■ Task goal ■
Transcribe all of the data exactly. Omit the pictures.

(Source records)
== Segment start ==

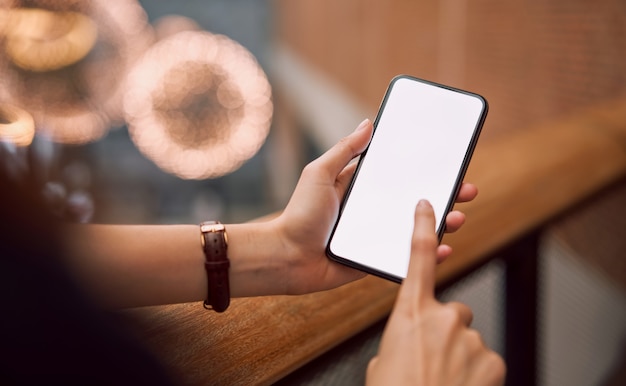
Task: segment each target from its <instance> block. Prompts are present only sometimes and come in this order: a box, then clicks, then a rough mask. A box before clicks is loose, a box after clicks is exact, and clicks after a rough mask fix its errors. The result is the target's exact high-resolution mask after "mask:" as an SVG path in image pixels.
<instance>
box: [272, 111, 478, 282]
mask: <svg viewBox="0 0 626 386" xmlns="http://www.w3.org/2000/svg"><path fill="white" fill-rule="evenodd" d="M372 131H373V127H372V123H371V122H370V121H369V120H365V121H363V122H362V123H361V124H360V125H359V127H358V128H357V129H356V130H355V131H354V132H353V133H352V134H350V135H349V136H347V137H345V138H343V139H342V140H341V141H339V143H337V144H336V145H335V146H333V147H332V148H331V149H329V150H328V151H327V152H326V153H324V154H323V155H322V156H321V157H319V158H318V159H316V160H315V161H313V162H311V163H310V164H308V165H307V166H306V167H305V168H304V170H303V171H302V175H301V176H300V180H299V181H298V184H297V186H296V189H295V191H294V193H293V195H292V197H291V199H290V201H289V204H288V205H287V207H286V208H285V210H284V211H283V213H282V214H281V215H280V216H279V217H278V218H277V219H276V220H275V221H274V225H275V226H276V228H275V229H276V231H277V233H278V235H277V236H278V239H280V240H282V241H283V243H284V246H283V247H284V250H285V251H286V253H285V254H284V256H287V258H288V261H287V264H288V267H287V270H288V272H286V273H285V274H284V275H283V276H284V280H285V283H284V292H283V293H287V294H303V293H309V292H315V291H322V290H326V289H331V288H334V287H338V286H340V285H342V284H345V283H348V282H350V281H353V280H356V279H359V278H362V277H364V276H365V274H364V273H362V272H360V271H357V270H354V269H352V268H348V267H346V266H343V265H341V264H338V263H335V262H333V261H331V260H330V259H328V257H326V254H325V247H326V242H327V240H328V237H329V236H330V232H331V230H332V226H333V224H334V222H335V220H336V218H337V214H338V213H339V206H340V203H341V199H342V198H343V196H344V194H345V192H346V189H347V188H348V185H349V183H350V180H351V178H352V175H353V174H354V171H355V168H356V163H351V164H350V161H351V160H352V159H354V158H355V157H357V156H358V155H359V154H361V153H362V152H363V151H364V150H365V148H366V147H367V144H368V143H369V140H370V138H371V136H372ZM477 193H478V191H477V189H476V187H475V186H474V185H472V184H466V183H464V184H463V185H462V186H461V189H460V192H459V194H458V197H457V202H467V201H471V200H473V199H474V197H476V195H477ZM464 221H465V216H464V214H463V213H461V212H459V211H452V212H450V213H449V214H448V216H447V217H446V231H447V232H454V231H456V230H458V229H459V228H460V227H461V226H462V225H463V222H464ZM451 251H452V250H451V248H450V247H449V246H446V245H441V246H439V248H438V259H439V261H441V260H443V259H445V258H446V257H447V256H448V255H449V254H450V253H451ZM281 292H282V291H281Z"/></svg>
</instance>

== Segment end ==

■ Answer box ■
Task: segment each target from its <instance> block. Prompts are present only sometimes and come in this order: a box, then clicks, then a rough mask. A box before clicks is loose, a box after clicks is exact, and clicks after a rough mask fix its errors. The result is the target's exact high-resolution mask after "mask:" as an SVG path in image pixels.
<instance>
box: [272, 111, 478, 282]
mask: <svg viewBox="0 0 626 386" xmlns="http://www.w3.org/2000/svg"><path fill="white" fill-rule="evenodd" d="M372 131H373V127H372V123H371V122H370V121H369V120H365V121H363V122H362V123H361V124H360V125H359V127H358V128H357V129H356V130H355V131H354V132H353V133H352V134H350V135H349V136H347V137H345V138H343V139H342V140H341V141H339V143H337V144H336V145H335V146H333V147H332V148H331V149H329V150H328V151H327V152H326V153H324V154H323V155H322V156H321V157H319V158H318V159H316V160H315V161H313V162H311V163H310V164H308V165H307V166H306V167H305V168H304V170H303V171H302V175H301V176H300V180H299V181H298V184H297V186H296V189H295V191H294V193H293V195H292V197H291V199H290V201H289V204H288V205H287V207H286V208H285V210H284V211H283V213H282V214H281V215H280V216H279V217H278V218H277V219H276V220H275V221H274V225H275V226H276V228H275V229H276V231H277V233H278V235H277V236H278V239H280V240H282V241H283V243H284V246H283V247H284V250H285V251H286V253H285V254H284V256H287V258H288V261H287V264H288V267H287V270H288V272H286V273H285V274H284V275H283V276H284V280H285V283H284V292H283V293H287V294H303V293H309V292H315V291H322V290H326V289H331V288H334V287H338V286H340V285H342V284H345V283H348V282H350V281H353V280H356V279H359V278H362V277H364V276H365V274H364V273H362V272H360V271H357V270H354V269H352V268H348V267H346V266H343V265H341V264H338V263H335V262H333V261H331V260H330V259H328V257H326V254H325V247H326V242H327V240H328V237H329V236H330V232H331V230H332V226H333V224H334V222H335V220H336V218H337V214H338V213H339V206H340V203H341V199H342V198H343V196H344V194H345V192H346V189H347V188H348V185H349V183H350V180H351V178H352V175H353V174H354V171H355V168H356V163H351V164H350V161H351V160H352V159H354V158H355V157H357V156H358V155H359V154H361V153H362V152H363V151H364V150H365V148H366V147H367V144H368V143H369V140H370V138H371V136H372ZM477 193H478V191H477V189H476V187H475V186H474V185H472V184H466V183H464V184H463V185H462V186H461V189H460V192H459V194H458V197H457V202H467V201H471V200H473V199H474V197H476V195H477ZM464 221H465V216H464V214H463V213H461V212H459V211H452V212H450V213H449V214H448V216H447V217H446V231H447V232H454V231H456V230H458V229H459V228H460V227H461V226H462V225H463V222H464ZM451 251H452V250H451V248H450V247H449V246H446V245H441V246H439V248H438V259H439V261H441V260H443V259H445V258H446V257H447V256H448V255H449V254H450V253H451ZM281 292H282V291H281Z"/></svg>
</instance>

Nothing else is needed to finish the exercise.